**TASKS TO CARRY OUT**
(A) From the text on paltering, write out the passage that begins at the words "Recently, I was" and stops after "without directly lying.".
(B) Answer these from the text on paltering:
(i) What three elements does a lie involve, according to the paper that defines the term?
(ii) How does the American Heritage Dictionary define paltering?
(iii) What do climate contrarians sometimes claim is the most common heat-trapping gas in the atmosphere?

**TEXT SECTION**
=== Begin Enclosure ===
3 min read

When It's Not Lying, It's Often Paltering

Recently, I was discussing some disinformation about the pandemic with a few colleagues who work in science communication. We were looking at an online argument about whether or not a misleading book about the pandemic contained actual factual errors or simply presented facts in a selective, misleading way. This distinction is important in a lot of debates because it's very easy to paint a misleading picture without directly lying.

What I didn't know was that this type of deception has a name: "paltering."

A paper defining the term begins this way:

A lie involves three elements: deceptive intent, an inaccurate message, and a harmful effect. When only one or two of these elements is present we do not call the activity lying, even when the practice is no less morally questionable or socially detrimental. This essay explores this area of "less-than-lying," in particular intentionally deceptive practices such as fudging, twisting, shading, bending, stretching, slanting, exaggerating, distorting, whitewashing, and selective reporting. Such deceptive practices are occasionally called "paltering," which the American Heritage Dictionary defines as acting insincerely or misleadingly.

This practice will be familiar to anyone who has watched C-SPAN. A lot of political discourse — often driven by lobbyists and lawyers — is based on assembling a collection of persuasive-sounding, at-least-narrowly-true statements that are meant to guide the audience to a particular position.

For instance, it's true that "guns don't kill people, people do" but it's also true that "people with guns can kill lots of people at once." Gun reform advocates would simply argue the latter point is more important for the purpose of legislation.

More precisely, in the climate debate, climate contrarians will sometimes claim that water vapor is the most common heat-trapping gas in the atmosphere. This is true, but no one is mining water-vapor-producing rocks and liquids from below the earth's surface for energy and transportation. Instead, carbon dioxide from burning fossil fuels and destroying tropical forests is the main cause of climate change.
=== End Enclosure ===
**GIVEN ENTRIES**
=== Begin Enclosure ===
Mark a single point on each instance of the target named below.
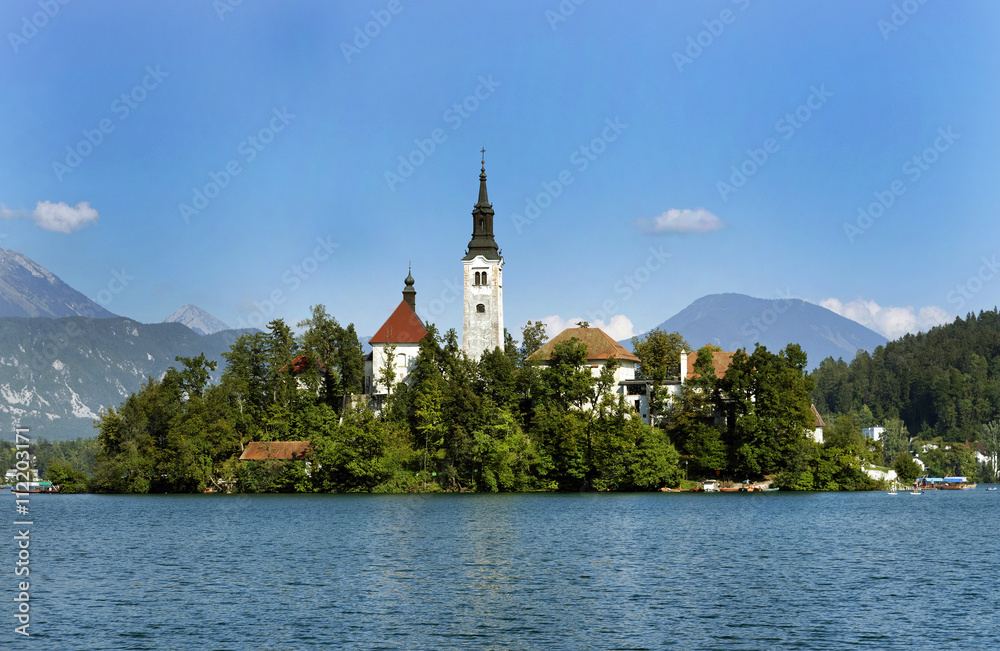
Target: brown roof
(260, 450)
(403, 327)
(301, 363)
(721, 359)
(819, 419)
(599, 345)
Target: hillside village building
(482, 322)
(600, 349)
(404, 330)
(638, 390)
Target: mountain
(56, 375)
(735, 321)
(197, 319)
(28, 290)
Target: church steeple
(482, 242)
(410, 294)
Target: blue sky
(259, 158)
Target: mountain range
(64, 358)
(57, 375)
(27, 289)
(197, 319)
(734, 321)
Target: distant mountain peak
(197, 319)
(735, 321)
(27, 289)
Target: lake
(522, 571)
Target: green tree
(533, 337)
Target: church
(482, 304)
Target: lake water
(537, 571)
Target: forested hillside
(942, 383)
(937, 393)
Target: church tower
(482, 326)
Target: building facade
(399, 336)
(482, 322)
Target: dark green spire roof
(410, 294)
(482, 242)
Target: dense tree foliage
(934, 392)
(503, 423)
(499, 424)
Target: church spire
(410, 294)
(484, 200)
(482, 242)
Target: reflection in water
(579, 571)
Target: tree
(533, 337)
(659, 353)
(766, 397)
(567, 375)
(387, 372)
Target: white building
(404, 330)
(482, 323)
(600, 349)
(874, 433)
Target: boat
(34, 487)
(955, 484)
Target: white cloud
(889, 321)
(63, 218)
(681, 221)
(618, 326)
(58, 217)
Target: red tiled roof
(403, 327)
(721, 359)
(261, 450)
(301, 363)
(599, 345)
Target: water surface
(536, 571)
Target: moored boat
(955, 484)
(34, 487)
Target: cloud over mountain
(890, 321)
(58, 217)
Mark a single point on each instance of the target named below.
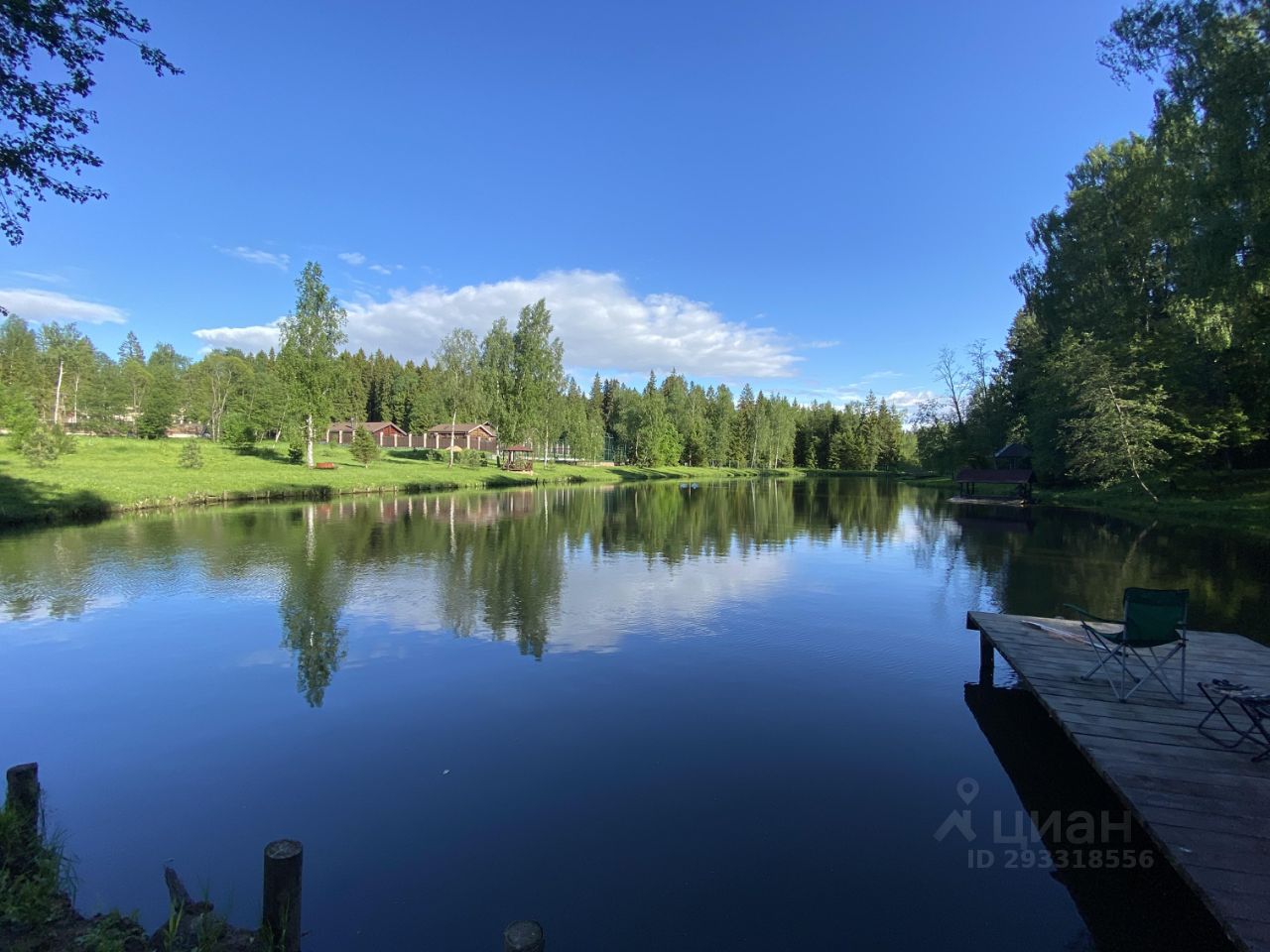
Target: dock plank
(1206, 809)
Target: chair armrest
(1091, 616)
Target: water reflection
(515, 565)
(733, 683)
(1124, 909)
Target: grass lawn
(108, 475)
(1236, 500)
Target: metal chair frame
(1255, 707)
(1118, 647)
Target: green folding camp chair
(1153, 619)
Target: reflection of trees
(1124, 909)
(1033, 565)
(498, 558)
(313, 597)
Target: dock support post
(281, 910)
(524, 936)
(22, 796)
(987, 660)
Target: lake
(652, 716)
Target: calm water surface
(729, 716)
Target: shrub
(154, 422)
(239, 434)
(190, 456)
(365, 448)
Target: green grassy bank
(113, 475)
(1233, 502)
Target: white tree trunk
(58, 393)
=== End Enclosure ===
=== Begin Enclosure ===
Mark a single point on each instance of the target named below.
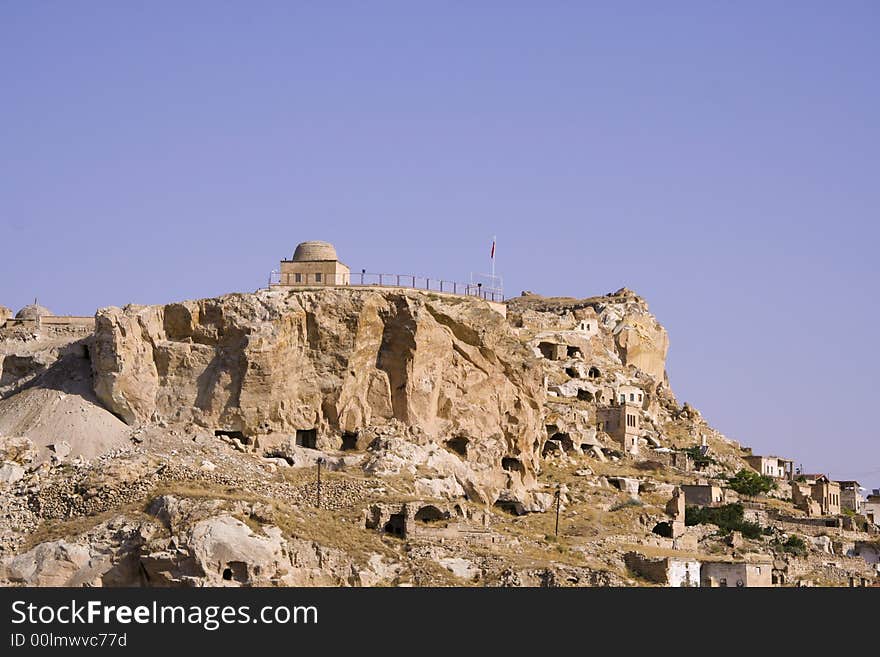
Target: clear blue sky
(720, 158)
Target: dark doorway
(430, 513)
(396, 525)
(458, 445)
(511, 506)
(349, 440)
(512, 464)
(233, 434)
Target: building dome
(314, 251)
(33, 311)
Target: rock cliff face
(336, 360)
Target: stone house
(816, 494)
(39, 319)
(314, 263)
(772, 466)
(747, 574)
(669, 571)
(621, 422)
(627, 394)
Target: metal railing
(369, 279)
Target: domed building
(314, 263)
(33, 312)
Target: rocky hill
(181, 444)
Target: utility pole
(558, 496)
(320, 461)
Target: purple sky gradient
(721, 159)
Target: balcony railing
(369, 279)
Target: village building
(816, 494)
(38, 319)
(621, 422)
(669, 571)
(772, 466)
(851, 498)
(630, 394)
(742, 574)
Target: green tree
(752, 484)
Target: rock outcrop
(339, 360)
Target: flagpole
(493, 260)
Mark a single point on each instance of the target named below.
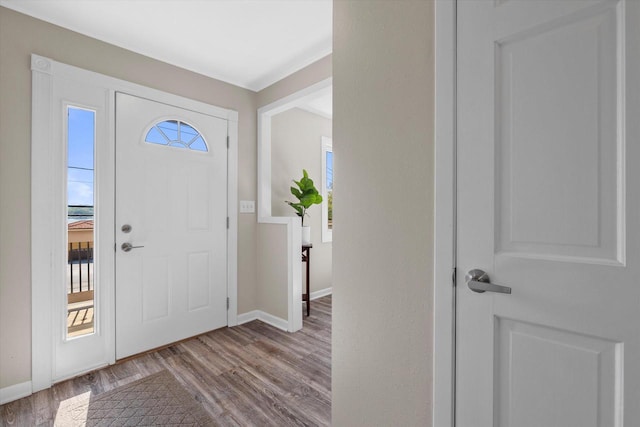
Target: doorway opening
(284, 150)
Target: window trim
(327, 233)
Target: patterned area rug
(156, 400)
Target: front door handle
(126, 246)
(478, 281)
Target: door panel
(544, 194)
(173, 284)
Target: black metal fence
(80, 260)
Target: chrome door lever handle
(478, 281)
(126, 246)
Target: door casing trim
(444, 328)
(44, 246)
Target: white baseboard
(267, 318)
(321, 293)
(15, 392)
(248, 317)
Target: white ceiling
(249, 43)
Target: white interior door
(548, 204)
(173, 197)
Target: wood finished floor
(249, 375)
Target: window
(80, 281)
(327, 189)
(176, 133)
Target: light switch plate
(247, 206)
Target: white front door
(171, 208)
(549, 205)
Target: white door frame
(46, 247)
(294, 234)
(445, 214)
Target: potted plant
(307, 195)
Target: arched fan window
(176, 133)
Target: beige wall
=== End Enclosure ===
**RESULTS**
(A)
Recently, I was discussing some disinformation about the pandemic with a few colleagues who work in science communication. We were looking at an online argument about whether or not a misleading book about the pandemic contained actual factual errors or simply presented facts in a selective, misleading way. This distinction is important in a lot of debates because it's very easy to paint a misleading picture without directly lying.

(B)
(i) Deceptive intent, an inaccurate message, and a harmful effect.
(ii) Acting insincerely or misleadingly.
(iii) Water vapor.